GOAL => Write what comes next in the personal essay about a life in the theater, picking up after its last sentence.

Theater is in me.  It’s the great love of my life.  It makes me feel alive, empathetic, and full of energy.  It’s the most fun thing.  When I’m rehearsing a show, I am literally playing with friends.  Despite dealing with rejection after rejection, the theater community is one of the most accepting and loving.  And despite being fairly cash poor, actors are rich in experience.  We are pursuing what makes us the most happy.  We are sacrificing a “normal life” (according to many of our families) of steady paychecks, property owning, and (often) children.  A life in the theater is worth working crappy jobs, sourcing the cheapest happy hour and forgoing that new couch/coat/car.  At least it is for me.

And then I got tired of the mental atrophy, the attitudes, and the race against time.  Actors tend to think in the short term: “If I get that role, I can totally work this shitty waitressing job for another two months.”  But my shitty jobs started to wear me down.  I would be exhausted when I got home, and not want to go to auditions.  My people skills started to disappear, and I felt grouchy all the time.  I didn’t want to live like that anymore.  But I didn’t want to give up theater either.

(Coordinate labeling entries)
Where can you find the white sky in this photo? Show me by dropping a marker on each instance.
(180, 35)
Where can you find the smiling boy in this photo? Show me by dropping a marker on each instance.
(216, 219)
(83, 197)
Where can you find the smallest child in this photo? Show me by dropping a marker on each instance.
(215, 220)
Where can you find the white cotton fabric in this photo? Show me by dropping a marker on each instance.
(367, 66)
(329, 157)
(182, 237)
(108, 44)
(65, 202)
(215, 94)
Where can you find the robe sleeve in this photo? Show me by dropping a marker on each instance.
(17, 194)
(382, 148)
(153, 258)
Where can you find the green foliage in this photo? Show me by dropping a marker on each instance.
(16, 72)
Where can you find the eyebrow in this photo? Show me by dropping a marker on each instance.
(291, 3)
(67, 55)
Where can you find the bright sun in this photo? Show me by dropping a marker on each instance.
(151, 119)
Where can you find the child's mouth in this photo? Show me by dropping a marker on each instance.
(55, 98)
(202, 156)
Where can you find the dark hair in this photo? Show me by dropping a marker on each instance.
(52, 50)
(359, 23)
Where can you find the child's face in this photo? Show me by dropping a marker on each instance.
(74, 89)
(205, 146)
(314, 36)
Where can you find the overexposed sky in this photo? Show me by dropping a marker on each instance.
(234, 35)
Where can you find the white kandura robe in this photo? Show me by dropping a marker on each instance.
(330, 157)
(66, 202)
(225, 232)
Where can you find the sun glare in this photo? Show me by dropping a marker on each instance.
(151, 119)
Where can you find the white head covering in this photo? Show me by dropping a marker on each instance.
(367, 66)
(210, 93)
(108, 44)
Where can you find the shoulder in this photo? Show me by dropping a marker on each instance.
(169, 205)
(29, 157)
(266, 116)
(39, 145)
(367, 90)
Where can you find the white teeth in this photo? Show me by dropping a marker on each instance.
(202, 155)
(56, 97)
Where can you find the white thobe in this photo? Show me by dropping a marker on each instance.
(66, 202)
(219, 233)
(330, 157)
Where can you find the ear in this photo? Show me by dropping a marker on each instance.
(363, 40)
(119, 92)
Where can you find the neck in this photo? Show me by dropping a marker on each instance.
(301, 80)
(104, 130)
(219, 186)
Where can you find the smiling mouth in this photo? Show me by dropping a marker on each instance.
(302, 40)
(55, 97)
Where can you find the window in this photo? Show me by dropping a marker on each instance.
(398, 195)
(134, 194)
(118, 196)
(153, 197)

REPLY TO THE TASK =>
So when I returned to New York after an inspiring graduate program to that in-between restaurant job, I knew I wouldn’t survive in the industry long if I didn’t change everything else.  I began to think of other jobs I could do that I wouldn’t hate, that would make me feel productive and creative.  And that, most importantly, would allow to pursue acting for the long haul.

I needed to come to terms with the fact that just because I’m not making all of my living as an actor, I haven’t failed.  I have a masters from the best drama school in the world.  I’ve lived in three different countries.  My resume is very impressive.  I’ve been in countless plays, on stage countless times.  And finally, after two years of serious soul and job searching, I have a survival job that pays the bills and that I LIKE.  Where there’s room for growth, and yet tons of flexibility.  That makes me feel like I can pursue acting for the long-haul, instead of counting the days until I can leave and “go be an actor again.”  Being satisfied and productive everyday has made me a better actor, less desperate.  I feel well-rounded.  I feel better about myself.  I’m living a life that I love even if it is not perfect.

No matter what career or life goal you are pursuing, you have to take care of yourself in the interim.  The cliche is true: life is what happens when you’re making other plans. If you’re not enjoying your life, you may need to examine it deeply and see what you can change, so that you live happily today, instead of counting on the future.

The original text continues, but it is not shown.